Your backlink profile can erode even while you build new links, whether a referring domain disappears, an old article gets updated, or a publisher pulls your citation. Each time, the link quietly stops helping you.
This is called link rot, the slow decay of backlinks across the web, and most businesses never catch it happening. But once you spot the pattern, you can reclaim those links even faster than you can build new ones from scratch.
What This Article Covers
- What link rot is and how it differs from a single broken link.
- The two types of link rot and which one threatens your rankings.
- Six specific reasons a link stops working.
- How to find both types using Google Search Console and backlink tools.
- How to fix broken outbound links and reclaim lost backlinks from your profile.
- Monthly and quarterly monitoring schedules to stay ahead of link decay.
What Link Rot Actually Means
Link rot means a link that once pointed to a live page now points to nothing.
It happens when someone deletes the page, removes the URL, updates the link, or shuts down the entire website.
The link itself is still there in the code, but following it leads to a dead end. And it looks like this.

That dead end shows up as a 404 error (also called a “page not found” error, the message a server sends when the page you asked for doesn’t exist).
How Link Rot Is Different From a Single Broken Link
A broken link is a specific hyperlink that no longer works or leads to the intended page.
Link rot refers to broken links at scale, specifically the decay that occurs over time as the web naturally changes.

────────────────────────────────────────

▶ [List of tasks]
(1) Copy the passage of the link rot article from "What Link Rot Actually" to "the entire website." word for word.
(2) Answer these questions about the link rot article:
(a) As what kind of error does a rotted link's dead end show up?
(b) How many specific reasons for a link to stop working does the article say it covers?
(c) According to the article, what does link rot refer to, as opposed to a single broken link?
(3) Extend the link rot article, starting after its final sentence.

────────────────────────────────────────

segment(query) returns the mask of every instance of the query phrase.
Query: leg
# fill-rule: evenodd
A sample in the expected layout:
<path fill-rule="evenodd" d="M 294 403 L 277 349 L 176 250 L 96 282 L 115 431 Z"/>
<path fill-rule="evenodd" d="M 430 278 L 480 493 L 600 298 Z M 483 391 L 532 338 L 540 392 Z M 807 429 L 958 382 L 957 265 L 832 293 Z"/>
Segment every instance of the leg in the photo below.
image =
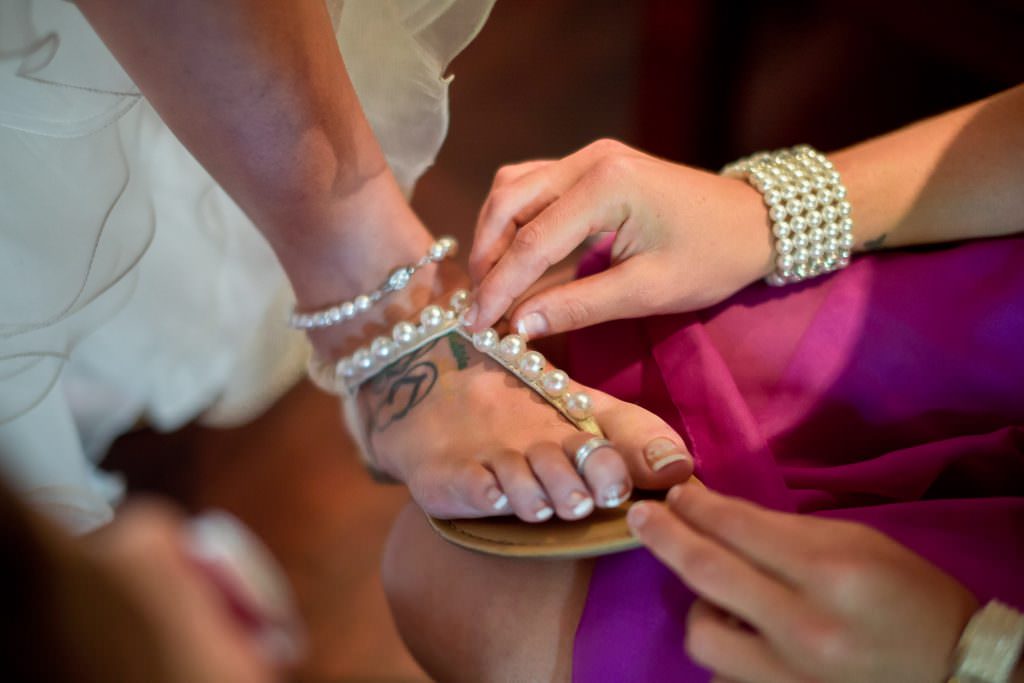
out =
<path fill-rule="evenodd" d="M 569 681 L 592 562 L 514 560 L 452 546 L 409 505 L 384 552 L 391 612 L 439 681 Z"/>

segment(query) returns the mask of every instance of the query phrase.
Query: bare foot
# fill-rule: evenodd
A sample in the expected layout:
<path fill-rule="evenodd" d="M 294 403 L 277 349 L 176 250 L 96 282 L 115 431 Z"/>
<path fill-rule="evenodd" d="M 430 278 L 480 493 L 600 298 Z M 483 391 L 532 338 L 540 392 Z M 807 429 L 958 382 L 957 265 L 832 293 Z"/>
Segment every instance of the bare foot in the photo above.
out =
<path fill-rule="evenodd" d="M 455 334 L 368 382 L 359 427 L 380 469 L 438 517 L 580 519 L 622 504 L 634 483 L 667 488 L 690 475 L 692 459 L 663 420 L 570 382 L 581 389 L 613 443 L 595 451 L 582 474 L 572 455 L 590 435 Z"/>

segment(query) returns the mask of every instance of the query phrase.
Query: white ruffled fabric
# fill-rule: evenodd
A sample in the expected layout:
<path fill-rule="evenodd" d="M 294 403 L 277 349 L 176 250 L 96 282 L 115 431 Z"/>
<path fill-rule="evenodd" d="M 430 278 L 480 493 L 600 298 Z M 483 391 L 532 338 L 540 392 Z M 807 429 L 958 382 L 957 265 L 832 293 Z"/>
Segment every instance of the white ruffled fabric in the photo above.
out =
<path fill-rule="evenodd" d="M 328 3 L 407 191 L 493 3 Z M 119 495 L 93 466 L 118 434 L 251 419 L 300 376 L 304 341 L 262 237 L 69 2 L 0 0 L 0 470 L 84 531 Z"/>

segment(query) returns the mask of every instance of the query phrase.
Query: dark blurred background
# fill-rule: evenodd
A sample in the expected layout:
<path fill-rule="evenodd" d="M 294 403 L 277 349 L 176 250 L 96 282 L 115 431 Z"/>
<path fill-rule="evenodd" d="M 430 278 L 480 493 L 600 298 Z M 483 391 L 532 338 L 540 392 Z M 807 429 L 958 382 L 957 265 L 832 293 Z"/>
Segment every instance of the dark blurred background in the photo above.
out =
<path fill-rule="evenodd" d="M 499 166 L 598 137 L 708 168 L 835 150 L 1024 81 L 1022 42 L 1013 0 L 500 0 L 452 66 L 451 132 L 414 206 L 468 245 Z M 309 627 L 298 680 L 426 680 L 376 575 L 407 496 L 364 474 L 335 399 L 302 383 L 243 428 L 130 434 L 106 466 L 266 539 Z"/>

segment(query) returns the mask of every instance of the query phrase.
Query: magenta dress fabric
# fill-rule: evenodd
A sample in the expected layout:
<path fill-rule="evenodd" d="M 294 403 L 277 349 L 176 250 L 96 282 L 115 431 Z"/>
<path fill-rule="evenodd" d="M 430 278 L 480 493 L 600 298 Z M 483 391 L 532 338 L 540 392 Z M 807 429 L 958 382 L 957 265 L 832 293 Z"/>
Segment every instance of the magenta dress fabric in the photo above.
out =
<path fill-rule="evenodd" d="M 1024 238 L 857 258 L 570 351 L 573 377 L 678 430 L 710 487 L 869 524 L 1024 607 Z M 598 560 L 574 680 L 707 681 L 683 651 L 692 600 L 646 550 Z"/>

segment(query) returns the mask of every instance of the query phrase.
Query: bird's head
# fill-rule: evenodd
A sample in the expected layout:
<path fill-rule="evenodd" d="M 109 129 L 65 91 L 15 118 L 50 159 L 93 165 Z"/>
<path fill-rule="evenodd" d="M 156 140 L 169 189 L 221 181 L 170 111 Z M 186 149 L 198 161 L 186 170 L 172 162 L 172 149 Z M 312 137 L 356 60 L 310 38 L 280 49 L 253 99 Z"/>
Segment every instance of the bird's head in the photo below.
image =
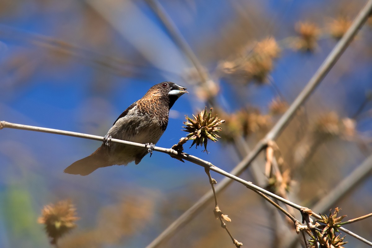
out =
<path fill-rule="evenodd" d="M 179 97 L 187 92 L 187 89 L 171 82 L 163 82 L 150 88 L 146 94 L 150 97 L 169 99 L 170 109 Z"/>

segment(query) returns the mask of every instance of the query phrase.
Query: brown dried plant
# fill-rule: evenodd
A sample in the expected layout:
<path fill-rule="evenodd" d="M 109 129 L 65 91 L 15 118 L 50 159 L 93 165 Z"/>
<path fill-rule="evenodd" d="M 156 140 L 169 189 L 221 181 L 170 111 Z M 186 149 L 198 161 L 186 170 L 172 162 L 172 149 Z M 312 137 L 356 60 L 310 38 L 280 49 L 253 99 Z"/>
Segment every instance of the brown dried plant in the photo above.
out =
<path fill-rule="evenodd" d="M 328 28 L 331 35 L 339 40 L 343 36 L 351 25 L 352 21 L 344 16 L 339 16 L 332 20 L 328 24 Z"/>
<path fill-rule="evenodd" d="M 292 44 L 296 50 L 311 52 L 317 48 L 320 29 L 315 23 L 299 22 L 295 26 L 299 37 Z"/>
<path fill-rule="evenodd" d="M 56 245 L 60 238 L 76 226 L 75 221 L 80 218 L 76 216 L 76 210 L 70 200 L 44 206 L 38 222 L 44 225 L 51 244 Z"/>
<path fill-rule="evenodd" d="M 185 117 L 187 120 L 183 122 L 186 126 L 183 127 L 186 129 L 183 131 L 189 133 L 186 139 L 193 141 L 190 147 L 195 144 L 197 148 L 198 146 L 201 146 L 202 144 L 204 146 L 204 150 L 203 151 L 206 152 L 207 153 L 208 152 L 207 150 L 208 140 L 210 139 L 215 142 L 218 140 L 217 138 L 221 138 L 217 133 L 221 131 L 222 129 L 222 128 L 219 126 L 225 122 L 225 120 L 219 119 L 217 115 L 212 116 L 212 109 L 213 108 L 211 108 L 209 112 L 207 112 L 206 107 L 205 109 L 202 110 L 197 116 L 192 115 L 193 119 L 186 115 Z M 183 141 L 185 141 L 183 142 L 184 143 L 186 141 L 185 139 Z"/>
<path fill-rule="evenodd" d="M 329 214 L 321 215 L 321 219 L 317 220 L 317 228 L 310 234 L 309 242 L 311 248 L 344 248 L 344 245 L 347 242 L 344 241 L 345 237 L 341 237 L 337 229 L 341 226 L 341 221 L 346 215 L 338 216 L 340 209 L 336 207 L 333 213 L 330 210 Z M 318 243 L 320 246 L 318 245 Z"/>

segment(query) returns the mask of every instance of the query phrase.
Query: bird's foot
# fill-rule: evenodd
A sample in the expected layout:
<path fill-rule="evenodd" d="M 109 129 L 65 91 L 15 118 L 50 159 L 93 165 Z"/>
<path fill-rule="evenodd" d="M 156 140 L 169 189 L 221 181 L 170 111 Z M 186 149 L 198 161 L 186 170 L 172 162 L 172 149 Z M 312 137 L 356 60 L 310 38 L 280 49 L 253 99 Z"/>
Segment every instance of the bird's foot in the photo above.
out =
<path fill-rule="evenodd" d="M 151 157 L 151 155 L 153 155 L 153 152 L 154 151 L 154 148 L 155 147 L 155 145 L 151 143 L 149 144 L 148 143 L 146 144 L 146 145 L 149 145 L 150 147 L 147 150 L 147 152 L 150 153 L 150 157 Z"/>
<path fill-rule="evenodd" d="M 111 142 L 112 138 L 112 137 L 111 137 L 111 136 L 108 133 L 103 137 L 103 144 L 105 144 L 105 145 L 109 147 L 110 142 Z"/>

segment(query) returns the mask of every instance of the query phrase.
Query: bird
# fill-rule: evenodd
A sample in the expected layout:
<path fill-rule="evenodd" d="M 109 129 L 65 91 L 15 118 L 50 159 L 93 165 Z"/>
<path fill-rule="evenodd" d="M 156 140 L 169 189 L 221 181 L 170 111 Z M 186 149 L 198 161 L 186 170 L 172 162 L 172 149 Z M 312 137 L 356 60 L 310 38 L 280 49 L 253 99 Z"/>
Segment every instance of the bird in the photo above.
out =
<path fill-rule="evenodd" d="M 126 109 L 105 136 L 103 144 L 89 156 L 73 163 L 64 172 L 86 175 L 98 168 L 114 165 L 138 164 L 152 149 L 165 131 L 169 110 L 187 89 L 171 82 L 150 88 L 142 98 Z M 111 144 L 118 139 L 150 145 L 150 149 Z M 150 155 L 151 156 L 151 155 Z"/>

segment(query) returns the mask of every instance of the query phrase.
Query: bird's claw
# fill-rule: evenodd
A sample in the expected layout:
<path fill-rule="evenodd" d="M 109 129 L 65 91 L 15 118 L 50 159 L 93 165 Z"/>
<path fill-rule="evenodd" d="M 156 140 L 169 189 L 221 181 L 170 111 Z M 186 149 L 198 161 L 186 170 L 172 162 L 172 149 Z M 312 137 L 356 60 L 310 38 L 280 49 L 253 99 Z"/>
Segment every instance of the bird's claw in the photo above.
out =
<path fill-rule="evenodd" d="M 110 146 L 110 142 L 111 142 L 111 139 L 112 138 L 112 137 L 111 137 L 111 136 L 108 133 L 103 137 L 103 144 L 105 144 L 105 145 Z"/>
<path fill-rule="evenodd" d="M 151 155 L 153 155 L 153 152 L 154 151 L 154 148 L 155 147 L 155 145 L 151 143 L 149 144 L 148 143 L 146 144 L 146 145 L 149 145 L 150 147 L 149 147 L 148 149 L 147 150 L 147 152 L 150 153 L 150 157 L 151 157 Z"/>

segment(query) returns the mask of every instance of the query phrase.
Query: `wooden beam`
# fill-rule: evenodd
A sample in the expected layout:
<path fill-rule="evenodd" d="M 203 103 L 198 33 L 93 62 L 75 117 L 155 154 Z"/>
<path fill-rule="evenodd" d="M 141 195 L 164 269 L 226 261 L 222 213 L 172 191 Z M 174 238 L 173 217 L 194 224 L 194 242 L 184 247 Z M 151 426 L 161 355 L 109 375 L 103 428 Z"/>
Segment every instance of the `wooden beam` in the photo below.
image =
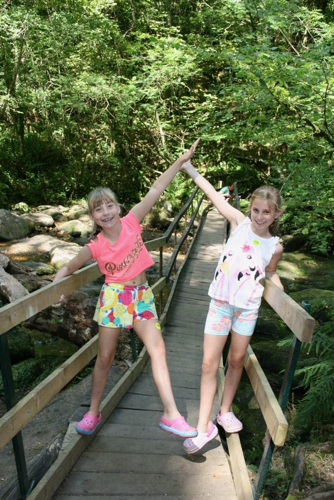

────────────────────────────────────────

▶ [Results for the exercise]
(1)
What Link Rot Actually Means
Link rot means a link that once pointed to a live page now points to nothing.
It happens when someone deletes the page, removes the URL, updates the link, or shuts down the entire website.

(2)
(a) A 404 error, also called a "page not found" error.
(b) Six.
(c) Broken links at scale, specifically the decay that occurs over time as the web naturally changes.

(3)
One broken link is an oversight.
Link rot is when your outbound links no longer reach a live page, or when some of your top backlinks have disappeared without anyone noticing.
The distinction matters because link rot isn’t something you can fix once and be done with. It’s an ongoing process that requires regular backlink monitoring.
Two Types of Link Rot, Only One Threatens Your Rankings
There are two distinct types of link rot: Outbound link rot and inbound link rot. Each requires a completely different response.

Outbound Link Rot: The Links Your Site Sends Out
Outbound link rot happens when links from your pages to other websites stop working.
Your site might have a resource page linking to 20 industry tools. Over the past two years, some of those tools have shut down, renamed their pages, or restructured their sites. Your links now point to 404 errors. That’s outbound link rot.
It affects your users because following a dead link creates a frustrating experience.
Inbound Link Rot: The Backlinks Pointing to Your Site
Inbound link rot happens when backlinks from other sites to your pages stop working.
What is a Backlink?
A backlink is essentially a link from another website pointing to yours. It’s one of the primary ways Google measures how much to trust your page on a given topic.
When these backlinks disappear because the linking page was deleted or the referring domain (the domain where the link lived) expired, the authority they pass stops flowing.
This can become a rankings problem, particularly when valuable and relevant backlinks disappear. You can’t fix it by editing your own site. You have to either reclaim the link through outreach or accept that the authority is gone.
In fact, when auditing a client’s website, we first identify which referring domains have vanished in the last 30 to 90 days.
This window matters because a domain still fresh in the webmaster’s memory is far more likely to restore a link than one that dropped months ago.
You can find these by pulling a referring-domain report from your backlink tool and sorting by last-seen date.
Outbound audits catch dead links you control. But inbound monitoring catches authority loss. This gap causes many site owners to lose rankings without knowing why.
If your website is new, you can check outbound link rot using a broken link checker. But the backlinks disappearing from your backlink profile (the full picture of every site linking to them) go unnoticed until rankings slip.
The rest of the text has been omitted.